Output all the entries word for word. Omit the pictures.

-- start of DATA RECORDS --

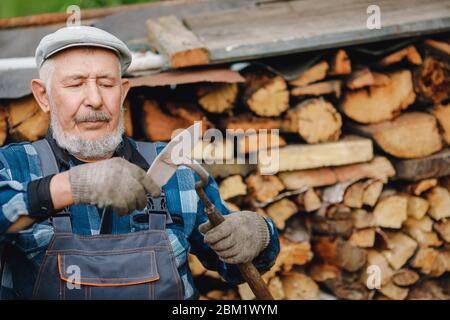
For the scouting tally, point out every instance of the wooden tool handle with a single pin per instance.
(247, 270)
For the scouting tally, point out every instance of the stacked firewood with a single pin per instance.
(361, 199)
(353, 223)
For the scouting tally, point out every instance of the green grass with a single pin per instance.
(15, 8)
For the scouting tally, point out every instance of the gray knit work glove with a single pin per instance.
(114, 182)
(239, 239)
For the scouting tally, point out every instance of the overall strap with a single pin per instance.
(49, 165)
(149, 153)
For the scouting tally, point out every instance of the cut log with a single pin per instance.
(26, 120)
(380, 103)
(362, 219)
(291, 254)
(353, 196)
(159, 125)
(263, 188)
(430, 262)
(20, 110)
(265, 94)
(391, 212)
(309, 200)
(247, 121)
(364, 238)
(375, 258)
(312, 74)
(276, 288)
(435, 165)
(319, 89)
(421, 231)
(215, 152)
(196, 267)
(365, 78)
(401, 248)
(225, 170)
(419, 187)
(320, 272)
(280, 211)
(347, 290)
(378, 168)
(345, 151)
(410, 53)
(340, 253)
(128, 119)
(298, 286)
(439, 199)
(308, 178)
(232, 187)
(339, 224)
(172, 39)
(218, 97)
(411, 135)
(432, 80)
(394, 292)
(442, 114)
(405, 277)
(428, 290)
(315, 120)
(443, 229)
(440, 46)
(245, 292)
(340, 64)
(417, 207)
(372, 192)
(251, 143)
(233, 207)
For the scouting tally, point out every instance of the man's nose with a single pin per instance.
(93, 96)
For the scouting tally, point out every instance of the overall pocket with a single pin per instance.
(108, 275)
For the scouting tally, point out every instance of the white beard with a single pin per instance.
(87, 149)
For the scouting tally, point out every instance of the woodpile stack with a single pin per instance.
(361, 199)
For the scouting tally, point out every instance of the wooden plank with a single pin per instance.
(178, 44)
(306, 25)
(300, 157)
(436, 165)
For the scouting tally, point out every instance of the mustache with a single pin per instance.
(93, 116)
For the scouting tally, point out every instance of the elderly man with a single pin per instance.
(79, 217)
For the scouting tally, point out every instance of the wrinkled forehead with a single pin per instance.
(88, 61)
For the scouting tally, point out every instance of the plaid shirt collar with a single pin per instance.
(126, 149)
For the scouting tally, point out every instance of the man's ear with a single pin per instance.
(125, 88)
(40, 94)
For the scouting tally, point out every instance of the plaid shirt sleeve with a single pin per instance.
(230, 273)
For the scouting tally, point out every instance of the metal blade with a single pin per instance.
(174, 154)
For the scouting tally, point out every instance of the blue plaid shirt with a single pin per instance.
(19, 164)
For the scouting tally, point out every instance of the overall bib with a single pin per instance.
(135, 265)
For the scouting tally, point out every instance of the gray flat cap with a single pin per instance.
(82, 36)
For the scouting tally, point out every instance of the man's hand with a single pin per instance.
(114, 182)
(239, 239)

-- end of DATA RECORDS --

RESULT OF THE EXERCISE>
For the scouting tally, point out every instance of the wooden tool handle with a single pin per instance.
(247, 270)
For the scouting tally, point out every instance of the stacked firewood with a single pin per instance.
(361, 199)
(353, 223)
For the scouting tally, point out every instance of the green grass with a single pin per instance.
(15, 8)
For the scouting tally, point out every instance of the gray knit work glove with a single pin per instance.
(114, 182)
(239, 239)
For the scouting tally, point out every instance of the overall strap with a single pin per instance.
(49, 165)
(149, 153)
For the scouting tally, point out every instance of the cut log with a single pin per instance.
(26, 120)
(380, 103)
(362, 219)
(291, 254)
(353, 196)
(159, 125)
(263, 188)
(430, 262)
(20, 110)
(265, 94)
(391, 212)
(309, 200)
(247, 121)
(364, 238)
(375, 258)
(312, 74)
(276, 288)
(435, 165)
(319, 89)
(421, 231)
(215, 152)
(196, 267)
(365, 78)
(401, 248)
(225, 170)
(419, 187)
(320, 272)
(280, 211)
(347, 290)
(378, 168)
(345, 151)
(410, 53)
(340, 253)
(128, 119)
(298, 286)
(439, 199)
(308, 178)
(232, 187)
(339, 224)
(172, 39)
(218, 97)
(411, 135)
(432, 80)
(394, 292)
(442, 114)
(405, 277)
(428, 290)
(315, 120)
(443, 229)
(440, 46)
(245, 292)
(340, 64)
(417, 207)
(372, 192)
(251, 143)
(233, 207)
For the scouting tally, point out every instance of the man's nose with a single pin per instance.
(93, 96)
For the scouting tally, point out every instance of the overall pocket with a single pin per instance.
(108, 275)
For the scouting tally, point out every instance of the white beard with a single pin per instance.
(87, 149)
For the scouting tally, point out every instance of the woodpile stack with a single pin per instance.
(361, 199)
For the scouting tally, point out every instance of the wooden plank with a single pin per instance.
(178, 44)
(306, 25)
(300, 157)
(436, 165)
For the scouting tally, point out every instance of the mustache with a single pin per instance.
(93, 116)
For the scouting tally, point out every instance of the elderly man with a single pin per instance.
(79, 217)
For the scouting tally, point out every instance of the wrinkled forehead with a single pin per instance.
(88, 61)
For the scouting tally, point out every instance of the plaid shirt collar with a single pin per instance.
(126, 149)
For the scouting tally, point out every instance of the man's ear with a single pin per instance.
(125, 88)
(40, 94)
For the scouting tally, point out every instance of the plaid shirt sleeve with a single pin per instance.
(230, 273)
For the scouting tally, point out every instance of the metal blade with a single pin per instance.
(174, 154)
For the scouting tally, point out every instance of the blue plaid shirt with a single pin per instance.
(19, 164)
For the scouting tally, point out every instance of the overall bib with a single pin per instance.
(135, 265)
For the scouting tally, point out every instance of the gray flat cap with a single pin per instance.
(82, 36)
For the scouting tally, point out every instance of the man's hand with a single pin per instance.
(114, 182)
(239, 239)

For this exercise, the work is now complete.